- _Supplied text_:

= Carter Camp =

American activist

Carter Camp (August 18, 1941, Pawnee, Oklahoma – December 27, 2013, White Eagle, Oklahoma) (Ponca Tribe of Oklahoma) was an American Indian Movement activist. Camp played a leading role in the 1972 Trail of Broken Treaties that traveled to Washington, DC, where protesters took over the Department of Interior building. Camp was also one of the organizers of the 1973 Wounded Knee occupation on the Pine Ridge Indian Reservation in South Dakota, to highlight the Lakota desire for sovereignty.

In his later years Camp opposed the construction of the Keystone Pipeline, an oil pipeline proposed from the Western Canadian Sedimentary Basin in Alberta to refineries in Illinois and Texas.

==Life==
Carter Augustus Camp was born to Woodrow Camp and Jewell McDonald in Pawnee, Oklahoma, on August 18, 1941, the third of six children of the Ponca family. His brothers Craig Camp, Dwain Camp, and Cordell Camp and sister Casey Camp-Horinek survived him. His sister Darlena Overland preceded him in death. His father Woodrow Camp was a union activist.

- _Tasks for this exercise_:
A: Answer these from the article on Carter Camp:
(i) On which reservation did the 1973 Wounded Knee occupation take place?
(ii) Which oil pipeline did Camp oppose in his later years?
(iii) What kind of activist was his father, Woodrow Camp?
B: Write a continuation of the article on Carter Camp, picking up after its final sentence.
The data that comes after this article isn't needed for anything here.

- _Data section_:
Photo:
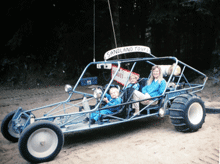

- _Answers for this exercise_:
A:
(i) The Pine Ridge Indian Reservation in South Dakota.
(ii) The Keystone Pipeline.
(iii) A union activist.

B:
Camp was sent away to Indian boarding school, under Federal policy intended to "Christianize" Native American children in those years. He graduated in 1959 from the Haskell Institute, now known as Haskell Indian Nations University, in Lawrence, Kansas.

According to his sister Casey Camp-Horinkek, in 1960–1963 Carter served as a corporal in the U.S. Army, stationed in Berlin. He lived in Los Angeles after his discharge, working as an electrician in a factory and serving as shop steward for the union.

He married Linda Carson. They had several children together: Kenny, Jeremy, Victorio, Mazhonaposhe, Ahmbaska, and Augustus.

Becoming politically active, Camp joined the American Indian Movement when it was founded in 1968. He organized the first AIM chapters in Kansas and Oklahoma.

With AIM, he helped lead the 1972 Trail of Broken Treaties protest, which led a caravan from the West Coast across the country to Washington, D.C.. During the caravan, Hank Adams wrote the Twenty Points document, which had demands for the federal government. After the caravan reached the capital, activists occupied the Bureau of Indian Affairs national headquarters building. They presented the Twenty Points document to top BIA officials.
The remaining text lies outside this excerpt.